Task objective>
Go through the records and extract every line with the word "fence".

Entries shown>
[Start of section]

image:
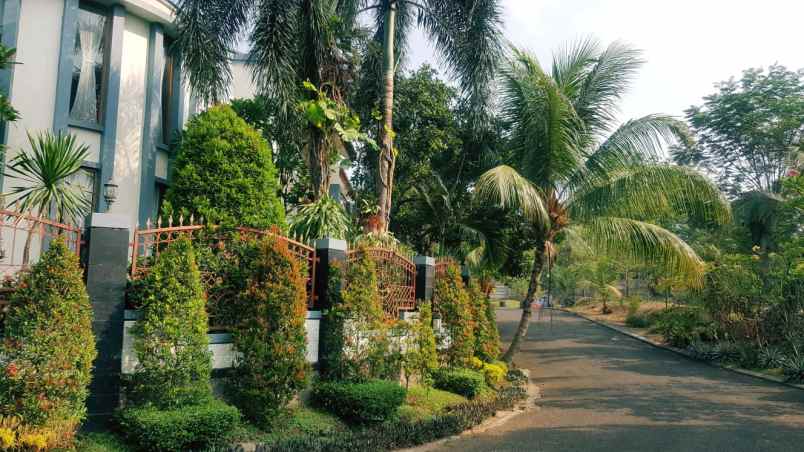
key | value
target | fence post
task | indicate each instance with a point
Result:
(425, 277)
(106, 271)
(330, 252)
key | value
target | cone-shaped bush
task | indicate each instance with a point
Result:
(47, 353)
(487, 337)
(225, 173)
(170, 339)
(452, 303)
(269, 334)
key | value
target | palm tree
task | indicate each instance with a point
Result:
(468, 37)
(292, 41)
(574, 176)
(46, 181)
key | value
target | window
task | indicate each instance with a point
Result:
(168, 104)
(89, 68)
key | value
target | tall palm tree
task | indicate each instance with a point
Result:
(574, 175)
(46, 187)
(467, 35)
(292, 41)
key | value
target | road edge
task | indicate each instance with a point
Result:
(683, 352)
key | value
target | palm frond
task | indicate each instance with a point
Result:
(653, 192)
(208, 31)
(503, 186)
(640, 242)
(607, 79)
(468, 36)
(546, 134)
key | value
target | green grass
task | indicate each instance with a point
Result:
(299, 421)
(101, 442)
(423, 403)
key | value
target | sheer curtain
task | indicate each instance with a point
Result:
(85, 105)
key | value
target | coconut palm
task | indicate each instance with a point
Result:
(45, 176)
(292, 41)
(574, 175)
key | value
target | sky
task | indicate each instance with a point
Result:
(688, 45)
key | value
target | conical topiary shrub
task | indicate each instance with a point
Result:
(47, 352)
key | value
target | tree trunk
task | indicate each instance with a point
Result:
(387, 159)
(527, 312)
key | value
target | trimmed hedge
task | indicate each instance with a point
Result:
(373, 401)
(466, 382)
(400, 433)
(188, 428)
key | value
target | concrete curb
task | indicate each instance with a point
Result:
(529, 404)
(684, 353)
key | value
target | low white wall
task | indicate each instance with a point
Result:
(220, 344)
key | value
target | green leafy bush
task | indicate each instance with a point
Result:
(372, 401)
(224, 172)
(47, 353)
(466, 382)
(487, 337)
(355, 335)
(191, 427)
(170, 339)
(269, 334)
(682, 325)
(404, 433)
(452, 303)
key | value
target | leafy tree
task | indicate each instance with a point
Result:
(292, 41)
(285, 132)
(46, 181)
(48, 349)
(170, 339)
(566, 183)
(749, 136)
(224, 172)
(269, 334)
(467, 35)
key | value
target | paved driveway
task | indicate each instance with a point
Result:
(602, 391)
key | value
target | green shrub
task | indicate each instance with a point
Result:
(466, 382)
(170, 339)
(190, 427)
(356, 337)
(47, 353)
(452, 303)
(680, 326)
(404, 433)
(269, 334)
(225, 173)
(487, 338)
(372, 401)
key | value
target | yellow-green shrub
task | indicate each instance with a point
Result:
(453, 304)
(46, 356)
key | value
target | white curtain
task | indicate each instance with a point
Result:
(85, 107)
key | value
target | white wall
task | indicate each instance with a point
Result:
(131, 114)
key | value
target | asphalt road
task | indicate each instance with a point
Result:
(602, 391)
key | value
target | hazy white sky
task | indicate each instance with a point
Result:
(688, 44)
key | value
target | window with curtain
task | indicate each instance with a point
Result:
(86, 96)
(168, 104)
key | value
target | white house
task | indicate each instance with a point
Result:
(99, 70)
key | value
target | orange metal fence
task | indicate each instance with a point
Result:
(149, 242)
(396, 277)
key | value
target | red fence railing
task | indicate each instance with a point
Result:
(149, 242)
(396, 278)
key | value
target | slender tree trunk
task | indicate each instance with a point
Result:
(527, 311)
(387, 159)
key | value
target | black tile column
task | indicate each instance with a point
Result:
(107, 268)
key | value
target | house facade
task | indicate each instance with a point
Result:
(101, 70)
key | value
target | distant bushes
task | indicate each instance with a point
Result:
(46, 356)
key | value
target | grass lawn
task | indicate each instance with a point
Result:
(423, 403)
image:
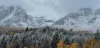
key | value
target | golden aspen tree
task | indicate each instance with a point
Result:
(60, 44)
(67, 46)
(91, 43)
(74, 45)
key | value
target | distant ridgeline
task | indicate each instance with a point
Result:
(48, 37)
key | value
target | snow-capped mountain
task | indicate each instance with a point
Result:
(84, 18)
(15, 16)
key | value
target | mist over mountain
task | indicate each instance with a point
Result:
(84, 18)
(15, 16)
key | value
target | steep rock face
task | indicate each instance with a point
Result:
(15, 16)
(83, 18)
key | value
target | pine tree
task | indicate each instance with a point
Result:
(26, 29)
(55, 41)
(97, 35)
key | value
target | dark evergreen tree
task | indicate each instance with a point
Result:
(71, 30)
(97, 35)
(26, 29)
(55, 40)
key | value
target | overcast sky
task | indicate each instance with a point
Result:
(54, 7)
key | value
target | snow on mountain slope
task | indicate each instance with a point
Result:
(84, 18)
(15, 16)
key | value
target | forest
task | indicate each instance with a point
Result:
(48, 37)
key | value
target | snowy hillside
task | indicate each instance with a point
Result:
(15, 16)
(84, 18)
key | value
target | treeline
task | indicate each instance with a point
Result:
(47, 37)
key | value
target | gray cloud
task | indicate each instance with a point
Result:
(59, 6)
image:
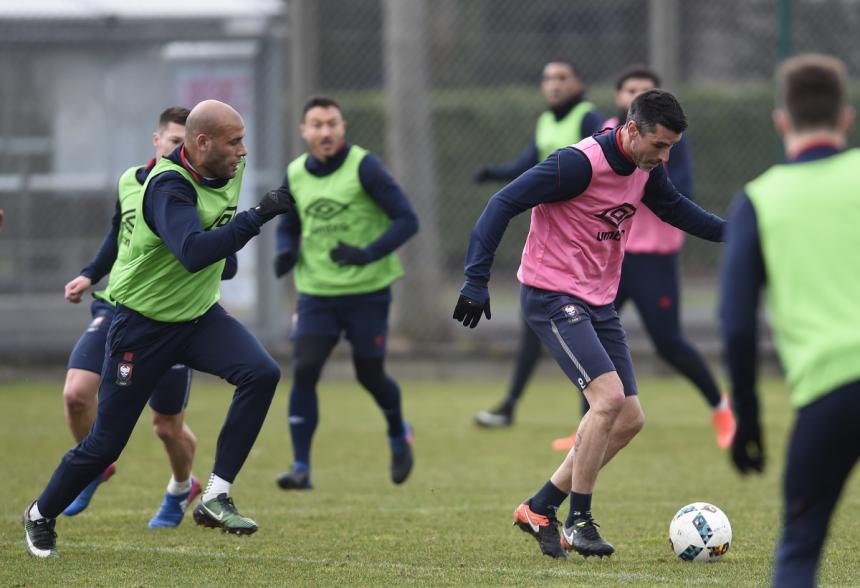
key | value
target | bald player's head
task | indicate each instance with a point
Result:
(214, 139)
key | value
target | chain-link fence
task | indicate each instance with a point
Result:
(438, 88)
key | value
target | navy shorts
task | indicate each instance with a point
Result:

[End of section]
[Start of section]

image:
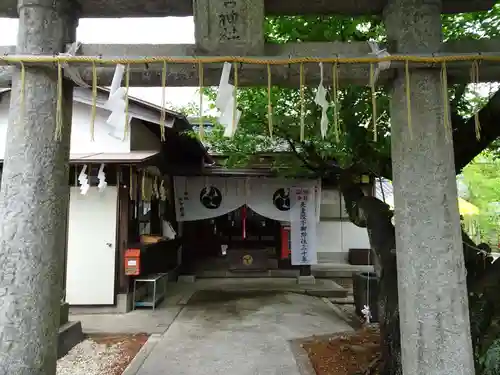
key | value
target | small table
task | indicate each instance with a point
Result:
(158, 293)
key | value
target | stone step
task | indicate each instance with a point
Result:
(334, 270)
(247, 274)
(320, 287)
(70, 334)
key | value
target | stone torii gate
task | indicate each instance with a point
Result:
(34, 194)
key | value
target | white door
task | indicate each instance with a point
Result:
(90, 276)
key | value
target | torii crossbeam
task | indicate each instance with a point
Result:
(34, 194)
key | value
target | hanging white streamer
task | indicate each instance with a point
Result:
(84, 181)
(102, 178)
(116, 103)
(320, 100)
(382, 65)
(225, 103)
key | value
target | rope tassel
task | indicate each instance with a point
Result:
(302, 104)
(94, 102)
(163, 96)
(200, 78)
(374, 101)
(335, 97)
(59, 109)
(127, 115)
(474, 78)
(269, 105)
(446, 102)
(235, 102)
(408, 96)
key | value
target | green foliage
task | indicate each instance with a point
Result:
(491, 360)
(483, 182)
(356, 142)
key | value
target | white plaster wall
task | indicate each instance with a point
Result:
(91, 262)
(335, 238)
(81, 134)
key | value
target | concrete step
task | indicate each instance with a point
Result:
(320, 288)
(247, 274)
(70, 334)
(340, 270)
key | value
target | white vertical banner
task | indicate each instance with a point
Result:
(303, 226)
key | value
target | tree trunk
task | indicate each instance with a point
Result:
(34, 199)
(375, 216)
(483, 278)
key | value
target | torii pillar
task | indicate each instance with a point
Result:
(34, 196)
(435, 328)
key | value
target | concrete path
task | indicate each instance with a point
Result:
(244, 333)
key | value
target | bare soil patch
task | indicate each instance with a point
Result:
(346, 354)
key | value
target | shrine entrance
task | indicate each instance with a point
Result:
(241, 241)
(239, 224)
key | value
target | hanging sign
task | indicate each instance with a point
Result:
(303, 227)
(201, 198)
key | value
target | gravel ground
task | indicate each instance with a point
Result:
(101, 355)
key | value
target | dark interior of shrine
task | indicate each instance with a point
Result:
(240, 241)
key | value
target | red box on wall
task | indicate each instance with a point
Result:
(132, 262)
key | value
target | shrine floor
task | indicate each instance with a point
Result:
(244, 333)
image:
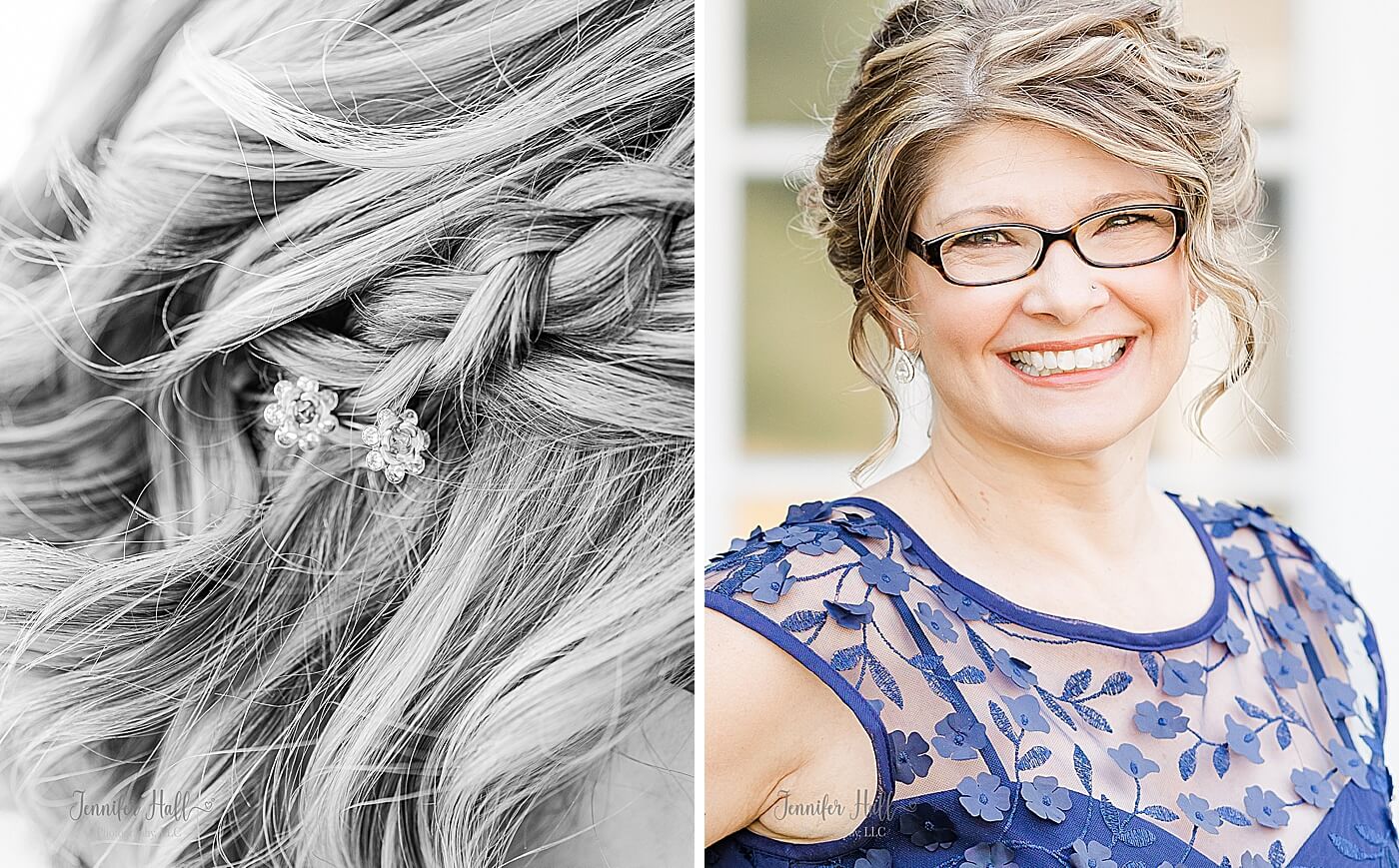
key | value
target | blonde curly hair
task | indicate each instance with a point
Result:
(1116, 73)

[End of section]
[Start of section]

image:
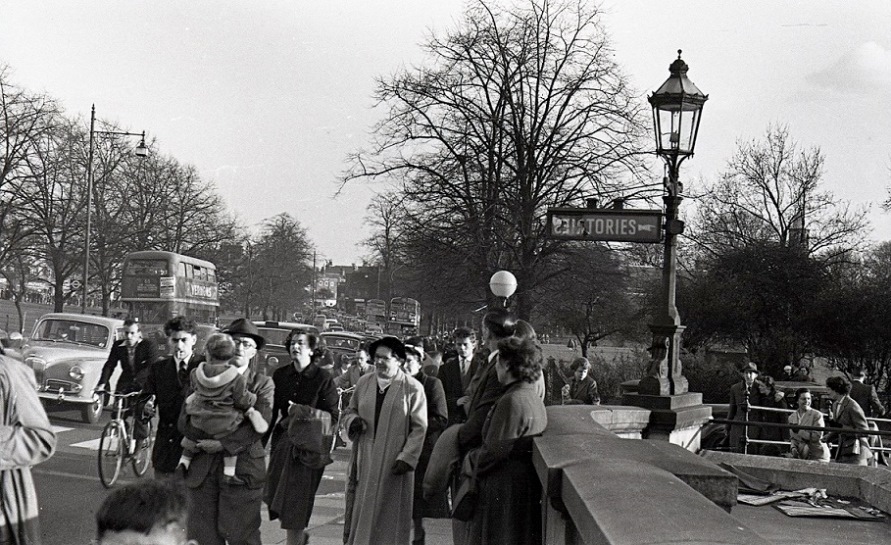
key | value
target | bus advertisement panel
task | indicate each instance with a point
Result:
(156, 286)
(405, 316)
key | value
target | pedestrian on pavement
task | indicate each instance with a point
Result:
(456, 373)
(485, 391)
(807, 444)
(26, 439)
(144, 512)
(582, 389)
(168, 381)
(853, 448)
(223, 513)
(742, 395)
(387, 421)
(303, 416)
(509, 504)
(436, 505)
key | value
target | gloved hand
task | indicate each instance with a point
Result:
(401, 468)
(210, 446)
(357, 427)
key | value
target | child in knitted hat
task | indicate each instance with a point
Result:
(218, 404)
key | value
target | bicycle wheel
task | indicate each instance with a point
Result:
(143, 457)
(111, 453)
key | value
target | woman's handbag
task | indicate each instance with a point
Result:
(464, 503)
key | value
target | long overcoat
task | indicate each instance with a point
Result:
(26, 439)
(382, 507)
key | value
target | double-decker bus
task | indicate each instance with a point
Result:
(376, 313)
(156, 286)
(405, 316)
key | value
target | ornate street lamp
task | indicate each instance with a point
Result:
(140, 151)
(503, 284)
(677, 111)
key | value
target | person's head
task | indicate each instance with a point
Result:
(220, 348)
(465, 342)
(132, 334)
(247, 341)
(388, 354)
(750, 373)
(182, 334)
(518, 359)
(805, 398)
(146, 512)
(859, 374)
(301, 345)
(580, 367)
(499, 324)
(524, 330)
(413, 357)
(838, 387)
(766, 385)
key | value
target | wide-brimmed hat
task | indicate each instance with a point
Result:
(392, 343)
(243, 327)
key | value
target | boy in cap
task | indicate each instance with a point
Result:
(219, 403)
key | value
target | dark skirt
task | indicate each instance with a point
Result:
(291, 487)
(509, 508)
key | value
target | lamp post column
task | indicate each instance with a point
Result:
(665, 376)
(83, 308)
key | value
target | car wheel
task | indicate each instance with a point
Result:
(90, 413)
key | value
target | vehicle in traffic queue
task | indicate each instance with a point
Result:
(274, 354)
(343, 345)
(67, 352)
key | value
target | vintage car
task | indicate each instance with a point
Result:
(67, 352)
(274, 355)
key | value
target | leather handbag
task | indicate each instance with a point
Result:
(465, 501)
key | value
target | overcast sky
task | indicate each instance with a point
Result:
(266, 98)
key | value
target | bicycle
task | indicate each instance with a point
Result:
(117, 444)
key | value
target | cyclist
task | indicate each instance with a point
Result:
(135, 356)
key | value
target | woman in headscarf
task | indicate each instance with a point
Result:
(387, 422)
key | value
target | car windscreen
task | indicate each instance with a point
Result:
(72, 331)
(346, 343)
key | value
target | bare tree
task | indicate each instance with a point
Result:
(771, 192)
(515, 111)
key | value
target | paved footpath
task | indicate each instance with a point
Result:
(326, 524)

[End of section]

Response to the task>
target | fence post
target | orange metal fence
target | red fence railing
target | chain-link fence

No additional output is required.